Return, unchanged, the lines from the start of the stored data through the line containing "positive clicks: (46, 0)".

*** Dataset Section Begins ***

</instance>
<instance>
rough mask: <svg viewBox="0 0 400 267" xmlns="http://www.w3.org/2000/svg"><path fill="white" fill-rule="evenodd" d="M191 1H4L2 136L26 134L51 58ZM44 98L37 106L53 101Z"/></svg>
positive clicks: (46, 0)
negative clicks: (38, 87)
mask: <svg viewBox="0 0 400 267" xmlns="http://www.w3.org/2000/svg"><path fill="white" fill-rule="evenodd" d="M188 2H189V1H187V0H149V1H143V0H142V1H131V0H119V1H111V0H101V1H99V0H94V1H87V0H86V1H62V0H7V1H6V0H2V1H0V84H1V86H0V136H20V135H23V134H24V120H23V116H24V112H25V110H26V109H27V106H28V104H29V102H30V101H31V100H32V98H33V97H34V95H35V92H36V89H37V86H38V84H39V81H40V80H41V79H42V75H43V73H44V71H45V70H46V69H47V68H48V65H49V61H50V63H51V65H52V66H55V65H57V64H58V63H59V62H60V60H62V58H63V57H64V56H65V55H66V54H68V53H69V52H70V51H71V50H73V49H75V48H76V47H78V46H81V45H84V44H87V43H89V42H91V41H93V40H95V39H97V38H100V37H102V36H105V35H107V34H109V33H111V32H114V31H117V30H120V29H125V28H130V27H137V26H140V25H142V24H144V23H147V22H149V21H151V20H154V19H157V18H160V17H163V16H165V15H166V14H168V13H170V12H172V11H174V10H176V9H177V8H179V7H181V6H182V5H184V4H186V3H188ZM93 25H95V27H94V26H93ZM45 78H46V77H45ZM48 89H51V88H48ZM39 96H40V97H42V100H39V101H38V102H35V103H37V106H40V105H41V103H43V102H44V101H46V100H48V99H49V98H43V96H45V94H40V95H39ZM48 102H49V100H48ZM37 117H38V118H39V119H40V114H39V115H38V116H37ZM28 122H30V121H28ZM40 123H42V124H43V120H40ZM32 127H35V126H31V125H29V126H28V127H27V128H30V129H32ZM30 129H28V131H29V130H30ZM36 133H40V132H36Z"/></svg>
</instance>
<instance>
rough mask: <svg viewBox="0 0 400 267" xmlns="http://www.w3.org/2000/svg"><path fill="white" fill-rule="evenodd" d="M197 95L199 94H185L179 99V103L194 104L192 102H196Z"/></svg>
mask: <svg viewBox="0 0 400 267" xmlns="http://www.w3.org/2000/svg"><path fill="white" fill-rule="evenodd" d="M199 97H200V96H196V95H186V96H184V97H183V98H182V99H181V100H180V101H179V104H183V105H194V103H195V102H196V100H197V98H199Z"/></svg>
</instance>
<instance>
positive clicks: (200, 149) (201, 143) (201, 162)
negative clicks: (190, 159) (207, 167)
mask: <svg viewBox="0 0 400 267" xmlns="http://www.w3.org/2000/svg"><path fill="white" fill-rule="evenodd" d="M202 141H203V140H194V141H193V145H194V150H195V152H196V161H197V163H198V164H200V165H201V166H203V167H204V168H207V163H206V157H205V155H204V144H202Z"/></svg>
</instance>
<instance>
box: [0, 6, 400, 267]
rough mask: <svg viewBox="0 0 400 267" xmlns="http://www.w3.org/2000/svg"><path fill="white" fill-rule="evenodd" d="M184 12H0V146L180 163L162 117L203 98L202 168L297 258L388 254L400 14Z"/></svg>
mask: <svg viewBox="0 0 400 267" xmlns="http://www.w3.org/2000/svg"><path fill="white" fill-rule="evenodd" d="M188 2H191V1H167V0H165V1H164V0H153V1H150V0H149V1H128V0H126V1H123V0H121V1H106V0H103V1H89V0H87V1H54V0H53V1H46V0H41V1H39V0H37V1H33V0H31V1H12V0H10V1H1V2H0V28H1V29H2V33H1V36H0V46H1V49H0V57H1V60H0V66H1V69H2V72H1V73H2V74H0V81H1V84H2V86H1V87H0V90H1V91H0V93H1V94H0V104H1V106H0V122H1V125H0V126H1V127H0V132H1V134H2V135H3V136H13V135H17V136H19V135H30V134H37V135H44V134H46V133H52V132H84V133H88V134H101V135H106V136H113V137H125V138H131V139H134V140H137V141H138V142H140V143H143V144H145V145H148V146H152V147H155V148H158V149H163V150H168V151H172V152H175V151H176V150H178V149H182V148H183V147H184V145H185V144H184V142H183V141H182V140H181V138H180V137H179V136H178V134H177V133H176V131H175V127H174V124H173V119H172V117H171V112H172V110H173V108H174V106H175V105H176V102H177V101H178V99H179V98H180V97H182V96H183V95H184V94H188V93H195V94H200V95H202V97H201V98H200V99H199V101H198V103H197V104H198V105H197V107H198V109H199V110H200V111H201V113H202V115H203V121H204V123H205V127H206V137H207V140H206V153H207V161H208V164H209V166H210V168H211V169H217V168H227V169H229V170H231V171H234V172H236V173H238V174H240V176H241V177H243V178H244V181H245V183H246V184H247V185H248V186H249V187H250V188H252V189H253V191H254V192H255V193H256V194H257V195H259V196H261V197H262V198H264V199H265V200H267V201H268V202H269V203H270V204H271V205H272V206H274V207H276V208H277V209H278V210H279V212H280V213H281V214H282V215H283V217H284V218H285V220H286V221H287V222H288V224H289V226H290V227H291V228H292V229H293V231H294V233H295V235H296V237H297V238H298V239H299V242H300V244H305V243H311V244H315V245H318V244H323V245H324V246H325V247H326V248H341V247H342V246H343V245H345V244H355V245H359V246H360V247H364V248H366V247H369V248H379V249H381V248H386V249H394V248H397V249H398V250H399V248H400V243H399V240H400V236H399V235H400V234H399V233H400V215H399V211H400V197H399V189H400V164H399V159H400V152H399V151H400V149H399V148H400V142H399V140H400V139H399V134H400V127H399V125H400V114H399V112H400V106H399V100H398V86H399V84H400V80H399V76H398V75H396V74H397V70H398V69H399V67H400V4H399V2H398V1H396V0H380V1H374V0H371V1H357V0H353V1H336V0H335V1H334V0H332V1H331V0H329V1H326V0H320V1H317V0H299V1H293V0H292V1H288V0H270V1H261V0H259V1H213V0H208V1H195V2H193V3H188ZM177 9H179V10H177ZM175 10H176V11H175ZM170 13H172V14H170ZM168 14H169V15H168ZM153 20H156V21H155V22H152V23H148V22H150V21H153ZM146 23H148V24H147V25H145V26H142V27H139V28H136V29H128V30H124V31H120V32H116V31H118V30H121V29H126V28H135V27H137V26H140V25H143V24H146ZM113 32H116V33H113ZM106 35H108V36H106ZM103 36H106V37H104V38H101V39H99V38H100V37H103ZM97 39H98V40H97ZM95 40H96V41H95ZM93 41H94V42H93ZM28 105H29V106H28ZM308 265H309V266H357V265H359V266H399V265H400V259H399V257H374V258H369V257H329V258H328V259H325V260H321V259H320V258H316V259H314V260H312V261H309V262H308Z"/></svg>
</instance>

*** Dataset Section Ends ***

Task answer:
</instance>
<instance>
rough mask: <svg viewBox="0 0 400 267" xmlns="http://www.w3.org/2000/svg"><path fill="white" fill-rule="evenodd" d="M191 1H4L2 136L26 134L51 58ZM44 98L37 106L53 101Z"/></svg>
positive clicks: (46, 0)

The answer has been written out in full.